*** Reading text Section Begins ***
A similar estimate of trend labor share growth (assuming a Q1 share level based on the trend labor share estimate for the previous quarter, followed by linear interpolation from the quarterly to the monthly frequency).
And, either the year-ahead inflation expectation proxy based on the common factor from firm and household surveys or the 2% inflation target.
The sum of 1-3 above will result in two alternative trend wage (W*) measures, and I compare these below with measures of average hourly wages of workers that are robust to compositional changes over the month.
Wage data from the monthly BLS jobs report are notoriously noisy, given that they are revised often and do not correct for the sectoral and skills composition of jobs growth over the month. There are better quality wage data available, such as the Atlanta Fed Wage Growth Tracker, but the Atlanta Fed does construct a rudimentary composition correction for average hourly earnings from the jobs report, which can be found here.
*** Reading text Section Ends ***
*** Data shown Section Begins ***
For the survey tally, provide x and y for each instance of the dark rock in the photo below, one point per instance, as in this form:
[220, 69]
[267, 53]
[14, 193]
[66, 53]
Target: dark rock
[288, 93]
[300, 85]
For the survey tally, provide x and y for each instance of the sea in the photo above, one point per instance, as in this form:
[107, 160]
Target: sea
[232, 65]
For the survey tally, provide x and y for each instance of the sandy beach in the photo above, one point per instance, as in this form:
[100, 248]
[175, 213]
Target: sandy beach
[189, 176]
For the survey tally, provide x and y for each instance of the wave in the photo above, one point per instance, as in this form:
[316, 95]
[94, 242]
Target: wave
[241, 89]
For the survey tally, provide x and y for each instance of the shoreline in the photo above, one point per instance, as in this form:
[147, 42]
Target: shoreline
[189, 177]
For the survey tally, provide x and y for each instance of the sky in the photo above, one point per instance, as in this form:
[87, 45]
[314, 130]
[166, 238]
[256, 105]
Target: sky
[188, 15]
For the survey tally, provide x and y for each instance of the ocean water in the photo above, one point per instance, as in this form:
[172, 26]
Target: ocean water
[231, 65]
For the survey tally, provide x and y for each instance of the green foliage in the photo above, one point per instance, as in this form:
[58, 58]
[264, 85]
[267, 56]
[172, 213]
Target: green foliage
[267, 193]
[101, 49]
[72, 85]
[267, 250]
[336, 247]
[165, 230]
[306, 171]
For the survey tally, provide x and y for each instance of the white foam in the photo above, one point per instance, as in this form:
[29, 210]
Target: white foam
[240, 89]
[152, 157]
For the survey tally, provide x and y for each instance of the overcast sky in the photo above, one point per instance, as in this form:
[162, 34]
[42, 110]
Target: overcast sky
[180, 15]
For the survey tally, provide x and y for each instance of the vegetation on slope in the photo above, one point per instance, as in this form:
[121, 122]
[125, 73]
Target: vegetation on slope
*** Data shown Section Ends ***
Study questions:
1. Translate this sentence from the passage on trend wage measures into Spanish: "Wage data from the monthly BLS jobs report are notoriously noisy, given that they are revised often and do not correct for the sectoral and skills composition of jobs growth over the month."
2. Extend the passage on trend wage measures with a few sentences that pick up after its final sentence.
The items come from a separate source and are unrelated to the passage on trend wage measures.

Results of the tasks:
1. Los datos salariales del informe mensual de empleo de la BLS son notoriamente ruidosos, dado que se revisan con frecuencia y no corrigen la composición sectorial y de habilidades del crecimiento del empleo a lo largo del mes.

2.
The chart above shows that both wage growth measures from the Atlanta Fed Wage Growth Tracker where stable at around 5.2% year/year throughout September-December and then eased to around 5% in January and February. Similarly, the smoothed year/year growth of the composition adjusted AHE hovered around 4.5% in September-December and then slowed to about 4.3%. (purple compound line in the chart above). These wage growth measures have been consistently overshooting the expectations-based W* metric since Q1 2023, suggesting we had continued positive expected real wage growth over the past twelve months.
Compared to the previous update, the year-ahead expectations W* metric remained broadly unchanged in March compared to February (blue line in above chart), in line with the earlier discussed bottoming out of “Main Street” inflation expectations in the current quarter. More medium-term takeaways are:
Actual wage growth rates remain stubbornly above both the expectations-based (currently in line with about 2.6% PCE inflation) and inflation target-consistent W* levels.
With the declining trend in the labor share incorporated into the W* measure, the Fed needs to see year/year wage growth of about 2.6% for it to be consistent with 2% PCE inflation over the medium term.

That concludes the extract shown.